ПИСЬМЕННОЕ ЗАДАНИЕ =>
Изложите короче абзац фрагмента, который начинается словами «Вообще, все мною сказанное», и сохраните его основные мысли.

ФРАГМЕНТ ДОКУМЕНТА =>
Вообще, все мною сказанное о самобытной науке отвлеченного права и о ложных ее приложениях в движении умственной жизни западных народов сказано только как пример той слепой доверчивости, с которою мы принимаем все притязания западной мысли, и как доказательство нашего умственного порабощения. Есть, конечно, некоторые мыслители, которые, проникнув в самый смысл науки, думают, что пора и нашему мышлению освободиться; что пора нам рабствовать только истине, а не авторитету западной личности и черпать не только из прежних или современных школ, но и из того сокровища разума, которое Бог положил в нашем чувстве и смысле, как и во всяком смысле и чувстве человеческом. Но бесспорно, большинство наших просвещенных людей в России, и особенно служителей науки, находят до сих пор, что приличие, скромность и, вероятно, умственное спокойствие повелевают нам принимать только готовые выводы, не пускаясь еще в темную и страшную глубину аналитических вопросов. Спор между этими двумя мнениями еще не решен, и неизвестно, кто будет оправдан - ученый или репетитор. Предлагая свои сомнения об истине не только некоторых выводов, но и некоторых отраслей науки западной, я стараюсь выразиться с приличною робостью и смирением, чувствуя (не без страха), что я подвергаюсь строгому приговору, изреченному г. Молчалиным:

Как нам сметь

Свое суждение иметь!

ПРЕДОСТАВЛЕННЫЕ ЗАПИСИ =>
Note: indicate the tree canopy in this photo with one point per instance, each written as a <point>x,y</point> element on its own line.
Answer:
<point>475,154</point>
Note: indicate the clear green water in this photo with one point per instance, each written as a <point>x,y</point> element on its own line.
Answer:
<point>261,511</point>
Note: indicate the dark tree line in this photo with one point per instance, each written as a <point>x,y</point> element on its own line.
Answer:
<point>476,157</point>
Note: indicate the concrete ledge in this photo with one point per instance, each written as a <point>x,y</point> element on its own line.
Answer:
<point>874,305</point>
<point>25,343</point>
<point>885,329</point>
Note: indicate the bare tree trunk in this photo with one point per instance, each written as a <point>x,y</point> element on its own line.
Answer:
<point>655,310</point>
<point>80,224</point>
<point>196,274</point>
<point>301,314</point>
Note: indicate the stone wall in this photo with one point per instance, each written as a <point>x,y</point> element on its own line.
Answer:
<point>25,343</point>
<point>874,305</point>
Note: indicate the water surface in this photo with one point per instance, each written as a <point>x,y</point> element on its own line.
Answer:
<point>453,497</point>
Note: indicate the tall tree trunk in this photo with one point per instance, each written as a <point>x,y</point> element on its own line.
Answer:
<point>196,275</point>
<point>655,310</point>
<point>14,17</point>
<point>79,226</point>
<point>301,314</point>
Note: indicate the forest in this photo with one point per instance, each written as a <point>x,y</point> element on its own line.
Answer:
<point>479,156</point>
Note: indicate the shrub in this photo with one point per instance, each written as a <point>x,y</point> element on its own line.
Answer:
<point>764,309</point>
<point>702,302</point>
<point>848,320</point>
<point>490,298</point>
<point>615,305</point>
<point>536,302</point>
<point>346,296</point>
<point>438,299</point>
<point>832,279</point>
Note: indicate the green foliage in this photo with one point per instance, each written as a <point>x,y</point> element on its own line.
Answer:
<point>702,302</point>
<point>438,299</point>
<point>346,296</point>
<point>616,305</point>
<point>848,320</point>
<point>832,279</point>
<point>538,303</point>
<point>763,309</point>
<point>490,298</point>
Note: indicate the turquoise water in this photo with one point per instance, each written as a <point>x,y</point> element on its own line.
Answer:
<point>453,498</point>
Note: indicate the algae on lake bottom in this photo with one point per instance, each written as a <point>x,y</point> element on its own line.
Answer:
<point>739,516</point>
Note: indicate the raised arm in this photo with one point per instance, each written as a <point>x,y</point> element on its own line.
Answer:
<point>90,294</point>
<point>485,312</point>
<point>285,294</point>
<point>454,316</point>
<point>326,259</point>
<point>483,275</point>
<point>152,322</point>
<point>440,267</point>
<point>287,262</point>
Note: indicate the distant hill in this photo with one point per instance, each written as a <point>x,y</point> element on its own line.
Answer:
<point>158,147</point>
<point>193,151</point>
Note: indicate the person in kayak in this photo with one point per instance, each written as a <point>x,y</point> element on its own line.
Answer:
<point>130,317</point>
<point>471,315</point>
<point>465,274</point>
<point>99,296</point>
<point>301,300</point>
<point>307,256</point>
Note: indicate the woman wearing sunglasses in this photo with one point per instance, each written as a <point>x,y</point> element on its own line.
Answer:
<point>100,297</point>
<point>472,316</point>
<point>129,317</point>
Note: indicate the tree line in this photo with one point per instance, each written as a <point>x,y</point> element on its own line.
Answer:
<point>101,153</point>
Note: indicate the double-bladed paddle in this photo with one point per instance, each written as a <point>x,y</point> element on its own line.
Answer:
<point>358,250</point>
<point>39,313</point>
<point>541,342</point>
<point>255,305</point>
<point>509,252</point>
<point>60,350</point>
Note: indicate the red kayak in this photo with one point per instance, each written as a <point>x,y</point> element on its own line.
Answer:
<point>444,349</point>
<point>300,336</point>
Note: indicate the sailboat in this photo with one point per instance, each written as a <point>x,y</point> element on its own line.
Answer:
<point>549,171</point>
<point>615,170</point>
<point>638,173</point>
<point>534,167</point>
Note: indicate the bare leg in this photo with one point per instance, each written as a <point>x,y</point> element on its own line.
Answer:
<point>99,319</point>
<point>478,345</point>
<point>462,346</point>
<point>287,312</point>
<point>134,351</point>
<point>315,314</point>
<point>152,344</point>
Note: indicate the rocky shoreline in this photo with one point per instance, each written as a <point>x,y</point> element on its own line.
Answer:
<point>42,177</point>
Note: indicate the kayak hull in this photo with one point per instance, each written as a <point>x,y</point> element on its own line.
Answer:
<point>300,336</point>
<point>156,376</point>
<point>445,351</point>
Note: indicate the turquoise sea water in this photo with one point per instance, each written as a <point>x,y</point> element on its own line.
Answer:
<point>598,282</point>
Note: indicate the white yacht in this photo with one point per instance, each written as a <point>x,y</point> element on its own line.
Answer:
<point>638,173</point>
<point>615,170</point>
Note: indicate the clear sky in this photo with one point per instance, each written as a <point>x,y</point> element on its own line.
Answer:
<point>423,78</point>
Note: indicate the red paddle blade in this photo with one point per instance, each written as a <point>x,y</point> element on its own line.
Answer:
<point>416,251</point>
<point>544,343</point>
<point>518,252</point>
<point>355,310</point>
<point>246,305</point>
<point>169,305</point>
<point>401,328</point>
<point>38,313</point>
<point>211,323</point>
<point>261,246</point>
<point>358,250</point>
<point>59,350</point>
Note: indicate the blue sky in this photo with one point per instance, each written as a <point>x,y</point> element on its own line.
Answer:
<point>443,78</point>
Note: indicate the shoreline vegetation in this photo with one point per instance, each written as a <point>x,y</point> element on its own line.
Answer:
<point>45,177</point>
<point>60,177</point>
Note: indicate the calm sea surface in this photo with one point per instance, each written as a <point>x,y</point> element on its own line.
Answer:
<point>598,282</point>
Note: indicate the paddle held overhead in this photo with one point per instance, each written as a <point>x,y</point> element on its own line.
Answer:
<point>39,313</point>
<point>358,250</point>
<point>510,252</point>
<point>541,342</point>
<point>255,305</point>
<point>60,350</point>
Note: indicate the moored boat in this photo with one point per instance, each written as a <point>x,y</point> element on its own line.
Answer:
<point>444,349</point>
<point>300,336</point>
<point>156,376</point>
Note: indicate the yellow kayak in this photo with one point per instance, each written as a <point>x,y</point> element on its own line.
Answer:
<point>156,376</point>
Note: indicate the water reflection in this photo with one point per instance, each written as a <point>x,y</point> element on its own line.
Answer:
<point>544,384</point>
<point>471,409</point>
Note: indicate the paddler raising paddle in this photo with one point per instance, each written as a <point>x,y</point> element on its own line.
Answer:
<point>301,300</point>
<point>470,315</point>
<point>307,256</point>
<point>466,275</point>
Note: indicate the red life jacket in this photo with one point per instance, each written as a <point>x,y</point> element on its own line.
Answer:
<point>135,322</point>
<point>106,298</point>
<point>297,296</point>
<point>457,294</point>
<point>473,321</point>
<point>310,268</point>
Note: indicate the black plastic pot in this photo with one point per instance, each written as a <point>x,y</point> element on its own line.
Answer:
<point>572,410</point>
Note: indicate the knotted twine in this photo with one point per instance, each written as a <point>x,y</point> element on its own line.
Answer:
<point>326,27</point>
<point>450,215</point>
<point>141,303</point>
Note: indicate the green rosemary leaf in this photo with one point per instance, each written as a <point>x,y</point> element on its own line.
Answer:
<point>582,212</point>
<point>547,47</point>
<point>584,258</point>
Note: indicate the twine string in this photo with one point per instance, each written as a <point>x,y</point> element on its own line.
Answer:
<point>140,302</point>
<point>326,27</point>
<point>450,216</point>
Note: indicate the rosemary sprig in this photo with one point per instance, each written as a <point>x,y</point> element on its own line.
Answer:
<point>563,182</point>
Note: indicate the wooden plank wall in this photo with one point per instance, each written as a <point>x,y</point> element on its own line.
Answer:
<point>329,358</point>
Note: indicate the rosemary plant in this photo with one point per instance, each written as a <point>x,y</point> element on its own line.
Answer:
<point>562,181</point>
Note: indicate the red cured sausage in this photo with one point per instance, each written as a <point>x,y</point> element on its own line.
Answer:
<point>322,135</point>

ОТВЕТ =>
Сказанное о науке отвлеченного права и ее ложных приложениях на Западе — лишь пример нашей слепой доверчивости к западной мысли и доказательство нашего умственного порабощения. Некоторые мыслители считают, что пора освободиться, служить только истине, а не авторитету Запада, и черпать также из сокровища разума, которое Бог вложил в наше чувство и смысл. Но большинство просвещенных людей в России, особенно служителей науки, по-прежнему полагает, что следует принимать лишь готовые выводы, не углубляясь в аналитические вопросы. Спор между этими мнениями не решен: неизвестно, кто будет оправдан — ученый или репетитор. Высказывая сомнения в некоторых выводах и отраслях западной науки, я стараюсь говорить с робостью и смирением и опасаюсь приговора г. Молчалина: «Как нам сметь свое суждение иметь!»